* [指示文 1]:
本文抜粋によると、筆者は気に入った美容院を何年変えていないか。
* [指示文 2]:
次の記述(a)〜(c)が本文抜粋の内容と合っているか、それぞれ「はい」か「いいえ」で答え、決め手となる本文の語句を引用してください。(a) 両親の還暦を祝った時のことが挙げられている。(b) 変化が「大きな」ものだとわかったのは、慶應MCCでコミュニケーションのプログラムを担当する前だった。(c) 行きつけのレストランがなくなったと述べられている。

* [本文抜粋]:
---

KEIO MCC

慶應丸の内シティキャンパス慶應MCCは慶應義塾の社会人教育機関です

2009年09月08日

コミュニケーションを考える

ある日、「ああ、わたしも大人になったんだな~(溜息)」と感じた瞬間がありました。
どんな瞬間だったかと言うと。
例えば、
疲れやすく元気を取り戻しにくい体に気づいた時。
すぐに増え、そして減らない体重を嘆く時。
例えば、
友人の結婚式に立て続けに呼ばれ、また、出産祝いに駆けつける時。
両親の還暦を祝い、末の妹の就職を祝った時。
そして、
身近で大事な人がまたひとりと亡くなってゆく時。
大人になるとは、年をとる・時間が経つとは、ああ、こういうことなのかと
一抹の寂寥感とともに、時に大きな喪失感とともに思ったものです。
もっと卑近なことで、気づいた変化もありました。
これが、実は「大きな」変化であるとわかったのは、慶應MCCでコミュニケーションのプログラムを担当するようになってからでした。
変化とは例えばこうです。


買物にでかける先がだいたい決まってくる。
それと同時に、タンスの肥やしになる服、履かない靴が減る。
行きつけのレストランができる。
気に入った美容院はもう10年も変えていない。
同じ作家の本が並ぶ。
音楽も映画も、何を聴けば元気が出るか、自分がどんな映画を見たいのかわかってくる。
以前は、こうは行きませんでした。

---

* [生データ]:

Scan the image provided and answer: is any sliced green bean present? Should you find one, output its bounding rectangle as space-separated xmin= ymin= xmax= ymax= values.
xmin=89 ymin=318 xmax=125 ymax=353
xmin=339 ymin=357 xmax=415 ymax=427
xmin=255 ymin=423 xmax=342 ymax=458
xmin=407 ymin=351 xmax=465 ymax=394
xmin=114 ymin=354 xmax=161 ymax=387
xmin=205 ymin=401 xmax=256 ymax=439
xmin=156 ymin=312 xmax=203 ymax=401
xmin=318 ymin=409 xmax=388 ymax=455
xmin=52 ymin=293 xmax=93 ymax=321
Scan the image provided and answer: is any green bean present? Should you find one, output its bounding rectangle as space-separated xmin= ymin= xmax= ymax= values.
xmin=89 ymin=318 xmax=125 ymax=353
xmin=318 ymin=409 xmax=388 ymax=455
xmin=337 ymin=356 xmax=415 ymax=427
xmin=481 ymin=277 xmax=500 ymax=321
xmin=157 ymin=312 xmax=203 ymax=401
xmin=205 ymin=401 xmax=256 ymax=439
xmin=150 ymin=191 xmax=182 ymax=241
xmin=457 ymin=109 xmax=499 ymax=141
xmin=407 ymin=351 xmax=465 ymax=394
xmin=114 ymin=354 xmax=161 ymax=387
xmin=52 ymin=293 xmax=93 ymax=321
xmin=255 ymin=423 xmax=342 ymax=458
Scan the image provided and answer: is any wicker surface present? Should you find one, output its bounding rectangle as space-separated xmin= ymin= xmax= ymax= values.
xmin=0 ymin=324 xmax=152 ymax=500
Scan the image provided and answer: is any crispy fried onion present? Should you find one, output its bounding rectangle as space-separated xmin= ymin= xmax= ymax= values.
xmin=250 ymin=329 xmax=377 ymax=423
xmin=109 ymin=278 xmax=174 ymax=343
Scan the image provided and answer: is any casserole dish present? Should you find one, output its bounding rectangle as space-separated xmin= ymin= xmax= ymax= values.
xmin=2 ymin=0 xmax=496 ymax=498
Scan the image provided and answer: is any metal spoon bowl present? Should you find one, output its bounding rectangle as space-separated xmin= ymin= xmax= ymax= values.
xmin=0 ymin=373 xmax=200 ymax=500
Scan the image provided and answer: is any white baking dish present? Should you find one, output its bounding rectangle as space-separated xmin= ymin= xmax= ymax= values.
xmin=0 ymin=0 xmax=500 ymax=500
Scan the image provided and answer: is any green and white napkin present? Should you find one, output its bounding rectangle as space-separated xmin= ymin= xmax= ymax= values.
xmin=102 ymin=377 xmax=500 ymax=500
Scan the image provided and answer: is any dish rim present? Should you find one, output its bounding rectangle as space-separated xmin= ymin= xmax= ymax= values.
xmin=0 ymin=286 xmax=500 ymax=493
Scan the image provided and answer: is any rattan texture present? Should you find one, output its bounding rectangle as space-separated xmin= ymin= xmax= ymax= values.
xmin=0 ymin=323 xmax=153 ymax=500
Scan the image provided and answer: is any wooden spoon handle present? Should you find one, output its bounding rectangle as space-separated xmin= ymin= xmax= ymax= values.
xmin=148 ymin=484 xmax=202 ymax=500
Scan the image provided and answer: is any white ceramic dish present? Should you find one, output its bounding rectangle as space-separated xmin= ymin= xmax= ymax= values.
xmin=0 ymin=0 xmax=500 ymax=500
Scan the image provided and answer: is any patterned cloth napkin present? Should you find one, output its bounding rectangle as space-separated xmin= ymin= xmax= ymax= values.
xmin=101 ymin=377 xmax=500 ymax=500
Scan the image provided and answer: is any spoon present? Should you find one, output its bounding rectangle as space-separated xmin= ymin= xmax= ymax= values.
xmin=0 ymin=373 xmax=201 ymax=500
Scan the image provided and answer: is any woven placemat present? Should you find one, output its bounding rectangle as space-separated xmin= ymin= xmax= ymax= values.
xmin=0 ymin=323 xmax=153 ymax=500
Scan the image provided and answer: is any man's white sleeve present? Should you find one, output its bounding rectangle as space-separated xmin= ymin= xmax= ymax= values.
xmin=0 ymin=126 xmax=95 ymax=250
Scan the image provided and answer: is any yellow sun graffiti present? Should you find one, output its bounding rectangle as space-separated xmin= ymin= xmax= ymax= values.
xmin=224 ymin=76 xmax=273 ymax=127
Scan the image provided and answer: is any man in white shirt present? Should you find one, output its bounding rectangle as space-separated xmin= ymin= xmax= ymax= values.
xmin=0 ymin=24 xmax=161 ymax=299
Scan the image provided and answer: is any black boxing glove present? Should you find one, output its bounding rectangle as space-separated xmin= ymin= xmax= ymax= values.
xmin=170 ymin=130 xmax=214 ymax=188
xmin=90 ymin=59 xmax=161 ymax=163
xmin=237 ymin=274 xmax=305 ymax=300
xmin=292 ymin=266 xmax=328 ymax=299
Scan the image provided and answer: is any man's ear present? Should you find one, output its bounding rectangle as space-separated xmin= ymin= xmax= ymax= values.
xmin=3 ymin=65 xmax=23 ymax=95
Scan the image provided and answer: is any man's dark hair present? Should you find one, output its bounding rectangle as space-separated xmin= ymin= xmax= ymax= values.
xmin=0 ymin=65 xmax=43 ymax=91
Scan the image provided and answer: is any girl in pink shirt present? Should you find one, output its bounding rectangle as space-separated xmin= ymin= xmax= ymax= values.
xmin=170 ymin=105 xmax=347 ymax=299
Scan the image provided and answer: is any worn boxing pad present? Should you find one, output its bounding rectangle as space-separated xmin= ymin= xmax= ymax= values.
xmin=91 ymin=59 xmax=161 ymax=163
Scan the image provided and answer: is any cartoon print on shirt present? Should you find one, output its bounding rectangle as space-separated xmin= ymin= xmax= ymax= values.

---

* [模範解答 1]:
10年。

* [模範解答 2]:
(a) はい。「両親の還暦を祝い、末の妹の就職を祝った時。」
(b) いいえ。「慶應MCCでコミュニケーションのプログラムを担当するようになってからでした。」
(c) いいえ。「行きつけのレストランができる。」